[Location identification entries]
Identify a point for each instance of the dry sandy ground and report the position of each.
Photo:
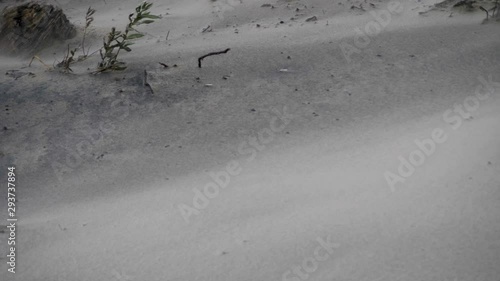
(107, 171)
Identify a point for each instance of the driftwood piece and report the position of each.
(211, 54)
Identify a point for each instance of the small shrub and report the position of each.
(117, 41)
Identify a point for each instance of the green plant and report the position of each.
(118, 40)
(68, 59)
(88, 21)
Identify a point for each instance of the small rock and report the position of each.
(30, 27)
(313, 18)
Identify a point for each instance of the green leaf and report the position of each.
(134, 36)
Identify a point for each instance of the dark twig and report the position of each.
(486, 11)
(145, 82)
(211, 54)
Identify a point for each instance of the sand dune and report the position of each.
(291, 141)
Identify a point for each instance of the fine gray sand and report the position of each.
(291, 141)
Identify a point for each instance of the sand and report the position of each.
(291, 142)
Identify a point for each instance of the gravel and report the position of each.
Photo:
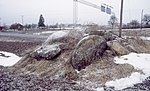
(15, 82)
(18, 48)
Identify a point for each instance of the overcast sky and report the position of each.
(61, 11)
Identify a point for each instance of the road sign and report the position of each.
(102, 8)
(108, 10)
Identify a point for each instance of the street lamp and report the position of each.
(121, 13)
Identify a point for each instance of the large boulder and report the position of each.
(46, 52)
(88, 50)
(68, 39)
(117, 48)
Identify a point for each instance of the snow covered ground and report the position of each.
(140, 62)
(8, 59)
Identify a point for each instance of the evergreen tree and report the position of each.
(41, 21)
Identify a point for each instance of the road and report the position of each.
(21, 36)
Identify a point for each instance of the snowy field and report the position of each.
(139, 61)
(8, 59)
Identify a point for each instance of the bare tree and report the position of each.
(146, 19)
(112, 21)
(41, 22)
(134, 24)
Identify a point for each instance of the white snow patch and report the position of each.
(56, 35)
(145, 38)
(140, 62)
(45, 32)
(9, 59)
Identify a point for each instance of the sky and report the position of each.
(61, 11)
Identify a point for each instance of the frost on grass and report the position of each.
(8, 59)
(140, 62)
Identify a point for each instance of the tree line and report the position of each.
(145, 22)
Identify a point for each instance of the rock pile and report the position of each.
(91, 54)
(14, 82)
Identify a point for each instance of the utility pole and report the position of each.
(22, 19)
(121, 13)
(75, 13)
(0, 21)
(141, 19)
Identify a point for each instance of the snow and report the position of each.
(56, 35)
(9, 59)
(145, 38)
(140, 62)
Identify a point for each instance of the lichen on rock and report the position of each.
(88, 50)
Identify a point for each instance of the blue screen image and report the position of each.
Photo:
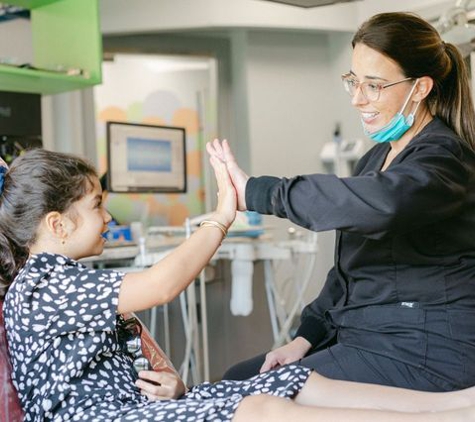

WHAT TO DO: Rewrite all of the entries above, replacing "report the position of each" with "give the location of each" and keeping everything else the same. Leave the pictures out of your answer.

WRITTEN RESPONSE:
Identify a point for each instance of the dry sandy ground and give the location of each.
Photo:
(107, 171)
Identify a point for each instance of the driftwood piece and give the location of each.
(211, 54)
Identify a point for each instance of the small shrub and give the location of each.
(117, 41)
Identify a point for each instance of the green plant and give the location of each.
(118, 40)
(68, 59)
(88, 21)
Identify a point for each instance of the small rock and give the location of each.
(30, 27)
(313, 18)
Identify a point for each instance of the green leaf and give the location of each.
(134, 36)
Identify a point for each instance of the dark twig and give the location of each.
(486, 11)
(145, 82)
(211, 54)
Identify a point for each instance of the sand dune and give the location of each.
(291, 141)
Identify a point for each instance of the fine gray sand and give the location of each.
(291, 141)
Identify a point for each instance of the sand and give the location of each.
(291, 142)
Identify a point for each instance of the gravel and give the location of each.
Photo:
(15, 82)
(18, 48)
Identify a point for each instance of the overcast sky and give the location of each.
(61, 11)
Identify a point for each instance of the road sign and give the location of each.
(102, 8)
(108, 10)
Identify a point for each instance of the street lamp and give the location of each.
(121, 13)
Identify a point for each instance of the large boulder and give the location of each.
(46, 52)
(88, 50)
(68, 39)
(117, 48)
Identify a point for each instance of the snow covered ground and give the location of each.
(140, 62)
(8, 59)
Identify a point for each instance of the evergreen tree and give the location of each.
(41, 21)
Identify a point for each instance of the road and give the location of each.
(21, 36)
Identify a point for each instance of the snowy field and give the location of each.
(139, 61)
(8, 59)
Identify a point for each instance of the bare tree and give the location of each.
(146, 19)
(112, 21)
(41, 22)
(134, 24)
Identify a point for each instance of the white snow patch and give the location of each.
(56, 35)
(145, 38)
(140, 62)
(45, 32)
(9, 59)
Identify a point for each instance of the sky and give the location of each.
(61, 11)
Identify a point for each instance of the frost on grass and give the location of each.
(8, 59)
(140, 62)
Identify a point for each instance of the tree line and give the location of each.
(145, 22)
Identify a point for each instance of the rock pile and give the location of each.
(91, 54)
(14, 82)
Identify a point for each instance of the utility pole and give the location of each.
(22, 19)
(121, 13)
(75, 13)
(0, 21)
(141, 19)
Identify a point for each instance of the snow and give the location of each.
(56, 35)
(9, 59)
(145, 38)
(140, 62)
Identify a point for each instance of the lichen on rock and give the location of each.
(88, 50)
Identify a point for each instance of the blue screen image and give the location of each.
Photo:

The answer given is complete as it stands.